EXERCISE PROMPT: All records shown below should be given again, character for character.

(Text-to-region grounding data)
○ ○ ○

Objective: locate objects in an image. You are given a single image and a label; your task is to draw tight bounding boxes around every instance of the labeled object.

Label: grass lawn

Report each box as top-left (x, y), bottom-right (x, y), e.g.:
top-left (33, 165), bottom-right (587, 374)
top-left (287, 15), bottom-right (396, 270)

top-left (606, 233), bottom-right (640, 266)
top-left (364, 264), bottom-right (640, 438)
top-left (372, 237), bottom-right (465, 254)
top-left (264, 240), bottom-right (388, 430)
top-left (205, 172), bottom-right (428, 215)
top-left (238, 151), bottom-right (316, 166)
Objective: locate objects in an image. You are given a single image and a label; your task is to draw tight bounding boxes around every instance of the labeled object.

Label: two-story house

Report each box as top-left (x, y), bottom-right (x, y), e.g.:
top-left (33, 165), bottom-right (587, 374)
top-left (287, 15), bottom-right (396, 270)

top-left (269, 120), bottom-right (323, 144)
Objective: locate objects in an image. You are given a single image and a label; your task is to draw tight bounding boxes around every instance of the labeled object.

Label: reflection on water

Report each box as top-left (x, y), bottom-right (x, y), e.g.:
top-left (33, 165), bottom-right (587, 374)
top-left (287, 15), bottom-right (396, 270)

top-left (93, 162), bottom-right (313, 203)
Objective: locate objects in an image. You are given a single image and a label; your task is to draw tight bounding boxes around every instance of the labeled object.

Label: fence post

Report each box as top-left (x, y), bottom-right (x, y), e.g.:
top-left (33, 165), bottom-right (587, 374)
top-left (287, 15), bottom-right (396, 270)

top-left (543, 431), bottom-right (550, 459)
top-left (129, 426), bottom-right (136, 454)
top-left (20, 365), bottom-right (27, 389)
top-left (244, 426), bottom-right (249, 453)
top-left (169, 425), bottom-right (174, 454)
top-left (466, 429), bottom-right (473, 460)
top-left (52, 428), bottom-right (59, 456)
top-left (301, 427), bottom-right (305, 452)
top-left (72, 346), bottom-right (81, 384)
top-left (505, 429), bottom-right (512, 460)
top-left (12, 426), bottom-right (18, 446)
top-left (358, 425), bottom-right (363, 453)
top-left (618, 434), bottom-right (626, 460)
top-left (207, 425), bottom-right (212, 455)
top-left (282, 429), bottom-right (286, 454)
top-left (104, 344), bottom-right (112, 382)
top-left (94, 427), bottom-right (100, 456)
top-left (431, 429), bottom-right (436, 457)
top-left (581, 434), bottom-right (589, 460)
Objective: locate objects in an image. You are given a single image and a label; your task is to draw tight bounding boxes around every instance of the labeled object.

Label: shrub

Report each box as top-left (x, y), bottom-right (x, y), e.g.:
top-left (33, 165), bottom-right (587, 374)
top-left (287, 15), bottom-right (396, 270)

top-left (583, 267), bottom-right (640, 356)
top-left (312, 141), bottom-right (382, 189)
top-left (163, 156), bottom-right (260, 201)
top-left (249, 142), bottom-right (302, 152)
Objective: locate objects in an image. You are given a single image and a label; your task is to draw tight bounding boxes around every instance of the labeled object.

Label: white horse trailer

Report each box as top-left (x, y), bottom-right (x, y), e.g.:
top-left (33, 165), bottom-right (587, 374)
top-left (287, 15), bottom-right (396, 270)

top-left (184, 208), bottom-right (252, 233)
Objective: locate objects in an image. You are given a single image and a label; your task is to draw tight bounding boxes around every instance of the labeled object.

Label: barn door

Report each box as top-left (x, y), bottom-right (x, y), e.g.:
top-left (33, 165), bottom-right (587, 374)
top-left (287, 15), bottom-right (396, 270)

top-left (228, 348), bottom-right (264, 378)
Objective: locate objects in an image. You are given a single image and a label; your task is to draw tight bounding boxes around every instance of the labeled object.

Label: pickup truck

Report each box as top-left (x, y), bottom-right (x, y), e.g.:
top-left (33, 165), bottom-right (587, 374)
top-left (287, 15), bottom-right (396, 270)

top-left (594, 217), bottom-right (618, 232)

○ ○ ○

WRITTEN ANSWER:
Objective: locate objects in an image. You are given a single image and a label; your task is to draw tight bounding boxes around every instance of the labeled object.

Label: grass lawn

Report each box as top-left (x, y), bottom-right (x, y), e.g.:
top-left (33, 165), bottom-right (587, 374)
top-left (287, 15), bottom-right (396, 270)

top-left (606, 233), bottom-right (640, 266)
top-left (364, 264), bottom-right (640, 438)
top-left (372, 237), bottom-right (465, 254)
top-left (264, 240), bottom-right (388, 430)
top-left (205, 172), bottom-right (428, 215)
top-left (238, 151), bottom-right (316, 166)
Objective: locate objects in an image. You are given a single image and a label; your task is to draw tight bounding boxes around every instance of the labeled object.

Label: two-story house

Report each box as top-left (x, y), bottom-right (x, y), e.g.:
top-left (33, 165), bottom-right (587, 374)
top-left (287, 15), bottom-right (396, 270)

top-left (269, 120), bottom-right (323, 144)
Objective: locate objects in an image. You are given a single image and a label; your task is to draw tight bounding boxes around every instance of the labeled object.

Label: reflection on water

Report each box as top-left (x, y), bottom-right (x, y), e.g.:
top-left (33, 165), bottom-right (587, 374)
top-left (287, 15), bottom-right (396, 270)

top-left (93, 162), bottom-right (313, 203)
Objective: locate objects in an image. You are given a single image and a label; your task is to draw tight bounding boxes around every instance of the labeled object.

Label: fence post

Report each box as top-left (x, y), bottom-right (x, y), e.g.:
top-left (33, 165), bottom-right (587, 374)
top-left (287, 15), bottom-right (396, 270)

top-left (543, 431), bottom-right (550, 459)
top-left (129, 426), bottom-right (136, 454)
top-left (20, 365), bottom-right (27, 389)
top-left (244, 426), bottom-right (249, 453)
top-left (169, 425), bottom-right (174, 454)
top-left (466, 429), bottom-right (473, 460)
top-left (52, 428), bottom-right (59, 456)
top-left (301, 427), bottom-right (305, 452)
top-left (72, 346), bottom-right (81, 384)
top-left (505, 429), bottom-right (512, 460)
top-left (12, 426), bottom-right (18, 446)
top-left (358, 425), bottom-right (363, 453)
top-left (618, 434), bottom-right (626, 460)
top-left (207, 425), bottom-right (212, 455)
top-left (282, 429), bottom-right (286, 454)
top-left (104, 344), bottom-right (112, 382)
top-left (94, 427), bottom-right (100, 456)
top-left (431, 429), bottom-right (436, 457)
top-left (581, 434), bottom-right (589, 460)
Objective: locate objects in an image. You are given a single image and a label; your task is to draw tight bounding boxes around every instance of the labeled object.

Label: shrub

Report each box as top-left (x, y), bottom-right (x, y), e.g.:
top-left (33, 165), bottom-right (587, 374)
top-left (287, 15), bottom-right (396, 270)

top-left (583, 267), bottom-right (640, 356)
top-left (312, 141), bottom-right (382, 189)
top-left (163, 156), bottom-right (260, 201)
top-left (249, 142), bottom-right (302, 152)
Objective: locate objects in an image. You are given a single image and a label; your task is to draw tight bounding boxes around every instance of the labeled object.

Label: white horse trailer

Report each box as top-left (x, y), bottom-right (x, y), e.g.:
top-left (33, 165), bottom-right (587, 374)
top-left (287, 15), bottom-right (396, 270)

top-left (184, 208), bottom-right (252, 233)
Objective: locate objects in an image. You are given a single image and a label; your task is to draw tight bounding boxes around every instance of the labeled object.

Label: barn door

Report each box as top-left (x, y), bottom-right (x, y), e.g.:
top-left (33, 165), bottom-right (587, 374)
top-left (287, 15), bottom-right (396, 270)

top-left (228, 348), bottom-right (264, 378)
Objective: locate objects in an image. You are given a single image and a label; your task is to draw tight bounding boxes around every instance of the labeled object.

Label: pickup truck

Report each box as top-left (x, y), bottom-right (x, y), e.g.:
top-left (33, 165), bottom-right (587, 374)
top-left (287, 15), bottom-right (396, 270)

top-left (594, 217), bottom-right (618, 232)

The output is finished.